_EXERCISE_
Retype every entry exactly, character for character.

_Bounding-box records_
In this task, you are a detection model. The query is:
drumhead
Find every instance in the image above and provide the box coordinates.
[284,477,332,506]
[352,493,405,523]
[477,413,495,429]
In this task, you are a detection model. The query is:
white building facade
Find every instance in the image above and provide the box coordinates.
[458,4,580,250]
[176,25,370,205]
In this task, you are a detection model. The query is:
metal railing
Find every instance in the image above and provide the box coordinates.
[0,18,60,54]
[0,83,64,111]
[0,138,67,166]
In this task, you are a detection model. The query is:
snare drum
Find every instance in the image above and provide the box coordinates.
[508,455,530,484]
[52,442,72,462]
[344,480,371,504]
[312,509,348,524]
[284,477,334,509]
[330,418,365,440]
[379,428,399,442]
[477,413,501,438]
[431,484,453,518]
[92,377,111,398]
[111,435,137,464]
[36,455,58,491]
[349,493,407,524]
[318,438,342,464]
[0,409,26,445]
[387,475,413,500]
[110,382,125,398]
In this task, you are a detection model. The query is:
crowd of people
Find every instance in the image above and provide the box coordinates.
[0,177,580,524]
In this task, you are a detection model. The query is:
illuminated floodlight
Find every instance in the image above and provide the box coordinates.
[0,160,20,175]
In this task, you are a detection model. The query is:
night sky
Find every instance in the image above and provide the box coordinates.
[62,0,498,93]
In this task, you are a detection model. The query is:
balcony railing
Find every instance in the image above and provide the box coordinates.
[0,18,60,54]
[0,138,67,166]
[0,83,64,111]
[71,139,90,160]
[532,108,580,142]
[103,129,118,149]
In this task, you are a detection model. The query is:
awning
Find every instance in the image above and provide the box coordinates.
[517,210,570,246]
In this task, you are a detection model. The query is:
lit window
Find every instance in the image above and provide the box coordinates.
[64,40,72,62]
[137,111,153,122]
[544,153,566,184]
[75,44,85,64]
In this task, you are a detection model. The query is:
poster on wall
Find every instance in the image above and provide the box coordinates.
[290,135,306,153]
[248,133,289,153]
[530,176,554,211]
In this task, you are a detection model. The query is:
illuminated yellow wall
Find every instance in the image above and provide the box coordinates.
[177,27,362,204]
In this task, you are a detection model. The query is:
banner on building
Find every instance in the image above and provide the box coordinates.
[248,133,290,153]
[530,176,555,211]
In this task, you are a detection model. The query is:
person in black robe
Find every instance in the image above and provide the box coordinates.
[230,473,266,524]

_RESPONSE TO THE EXERCISE_
In this task, you are a detection model. The query is:
drumhead
Find every instance in the image above and provide the box coordinates.
[284,477,332,506]
[352,493,405,523]
[477,413,495,429]
In this task, you are a detection model. The query is:
white building facade
Find every instance in the image above and provide the box coordinates.
[458,4,580,250]
[176,25,370,205]
In this task, you are a detection model. The query is:
metal railing
Find every instance in the image above and provide the box coordinates.
[0,18,60,54]
[0,83,64,111]
[0,138,67,166]
In this task, you are a detection model. The query is:
snare drum
Find every instance in the image above and provide the box coordinates.
[508,455,530,484]
[52,442,72,462]
[344,480,371,504]
[312,509,348,524]
[284,477,334,509]
[330,418,365,440]
[379,428,399,442]
[477,413,501,438]
[431,484,453,518]
[92,377,111,398]
[111,435,137,464]
[36,455,58,491]
[349,493,407,524]
[318,438,342,464]
[0,409,26,445]
[387,475,413,500]
[110,382,125,398]
In this task, you are a detection model. The query is:
crowd of people
Find every instance in the image above and provide the box coordinates.
[0,177,580,524]
In this task, you are a detection model. The query is:
illuminated floodlight
Find every instance in the image above and provide the box coordinates.
[0,160,20,175]
In this task, you are a detection model. The query is:
night sky
Find every instance in the image above and provide the box coordinates.
[62,0,498,93]
In this task, you are a detection model. The query is:
balcony railing
Find every instance in the image above and provide the box coordinates.
[0,18,60,54]
[0,138,67,166]
[0,83,64,111]
[71,139,90,160]
[532,108,580,142]
[103,129,118,149]
In this task, you are a detection model. The query is:
awning
Find every instance in the image above and provide the box coordinates.
[517,210,570,246]
In this task, you are a detection model. The query is:
lit window
Find every instance in the image above and provide the box coordinates.
[64,40,72,62]
[137,111,153,122]
[544,153,566,184]
[75,44,85,64]
In this task, you are a detection model. The query is:
poster on wall
Find every instance in the image above and provide the box coordinates.
[290,135,306,153]
[248,133,289,153]
[530,176,554,211]
In this task, you are a detection model. The query is:
illuminated yellow wall
Find every instance in the image above and provide the box coordinates.
[177,27,362,204]
In this task, you are a detection model. The query is:
banner on building
Find every instance in the image above and provide the box coordinates.
[248,133,290,153]
[530,176,555,211]
In this task, you are a detection model. The query is:
person in black robe
Find every instance in the image above and provide the box coordinates.
[230,473,266,524]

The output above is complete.